* **Records provided**:
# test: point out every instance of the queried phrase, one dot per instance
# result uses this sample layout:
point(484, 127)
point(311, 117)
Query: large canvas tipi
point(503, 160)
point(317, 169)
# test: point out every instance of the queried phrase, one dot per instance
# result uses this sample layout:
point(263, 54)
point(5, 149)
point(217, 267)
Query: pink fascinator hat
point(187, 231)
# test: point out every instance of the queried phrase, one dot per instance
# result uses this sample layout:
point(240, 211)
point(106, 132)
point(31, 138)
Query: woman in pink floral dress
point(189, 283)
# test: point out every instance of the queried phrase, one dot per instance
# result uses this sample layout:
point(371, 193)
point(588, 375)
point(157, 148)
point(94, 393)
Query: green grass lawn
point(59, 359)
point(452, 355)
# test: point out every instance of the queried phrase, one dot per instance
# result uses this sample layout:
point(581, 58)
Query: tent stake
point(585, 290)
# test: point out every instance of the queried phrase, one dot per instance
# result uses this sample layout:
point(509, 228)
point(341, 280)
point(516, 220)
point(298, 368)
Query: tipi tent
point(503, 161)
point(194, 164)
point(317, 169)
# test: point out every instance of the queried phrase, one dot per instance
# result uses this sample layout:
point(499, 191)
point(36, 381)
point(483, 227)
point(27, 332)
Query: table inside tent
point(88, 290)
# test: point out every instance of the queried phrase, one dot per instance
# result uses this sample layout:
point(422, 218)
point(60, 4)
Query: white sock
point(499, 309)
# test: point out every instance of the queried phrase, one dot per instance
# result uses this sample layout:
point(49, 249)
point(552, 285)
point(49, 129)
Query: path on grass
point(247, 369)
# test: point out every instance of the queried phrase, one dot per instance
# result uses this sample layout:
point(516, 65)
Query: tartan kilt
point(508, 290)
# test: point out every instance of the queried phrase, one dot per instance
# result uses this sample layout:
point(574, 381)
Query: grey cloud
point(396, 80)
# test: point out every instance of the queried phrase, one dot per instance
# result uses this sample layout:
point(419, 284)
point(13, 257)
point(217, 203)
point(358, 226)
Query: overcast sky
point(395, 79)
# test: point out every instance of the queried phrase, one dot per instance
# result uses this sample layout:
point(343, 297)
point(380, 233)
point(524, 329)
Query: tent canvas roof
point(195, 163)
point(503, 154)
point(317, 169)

* **What to do**: Each line of the material above must be retyped precisely.

* **Answer below**:
# test: point out every instance of the queried phrase, one dot per instance
# result uses this sample layout:
point(484, 127)
point(311, 117)
Query: large canvas tipi
point(503, 160)
point(317, 169)
# test: point out every instance of the queried phrase, one dot per instance
# result uses this sample layout:
point(263, 54)
point(5, 149)
point(217, 267)
Query: pink fascinator hat
point(187, 231)
# test: point out every instance of the queried phrase, one dot per instance
# result uses this sample layout:
point(240, 211)
point(106, 132)
point(31, 138)
Query: woman in pink floral dress
point(189, 283)
# test: point out every instance of the queried phrase, one dot per instance
# result uses this sample layout:
point(371, 193)
point(588, 375)
point(157, 148)
point(94, 393)
Query: green grass lawn
point(59, 359)
point(452, 355)
# test: point out every instance of the queried phrase, one dot per instance
# result uses this sample layout:
point(581, 58)
Query: tent stake
point(585, 290)
# test: point out every instance of the queried phrase, one dot per instance
# result uses this sample layout:
point(509, 228)
point(341, 280)
point(516, 220)
point(298, 368)
Query: tipi tent
point(503, 161)
point(194, 164)
point(317, 169)
# test: point out every instance of the queried phrase, one dot per instance
# result uses this sample layout:
point(499, 191)
point(36, 381)
point(483, 227)
point(27, 332)
Query: table inside tent
point(88, 290)
# test: point out every instance of the queried phrase, one dot per instance
# result uses this sample layout:
point(422, 218)
point(60, 4)
Query: white sock
point(499, 309)
# test: point out every instance of the queried phrase, one dot per instance
# result uses this sample layout:
point(49, 249)
point(552, 285)
point(49, 129)
Query: path on grass
point(247, 369)
# test: point out every instance of the queried phrase, one dot per instance
# result uses this sample layout:
point(516, 65)
Query: tartan kilt
point(508, 290)
# test: point out every instance of the queried phrase, one dot per instance
# result uses this sample layout:
point(574, 381)
Query: grey cloud
point(396, 80)
# test: point out every instance of the queried phrase, one dot per instance
# result uses this sample layout:
point(419, 284)
point(13, 257)
point(217, 203)
point(358, 226)
Query: overcast sky
point(395, 79)
# test: point out every instance of the queried phrase, one dot per instance
# result uses this sample layout:
point(343, 297)
point(380, 233)
point(524, 329)
Query: tent canvas roof
point(195, 163)
point(503, 154)
point(317, 169)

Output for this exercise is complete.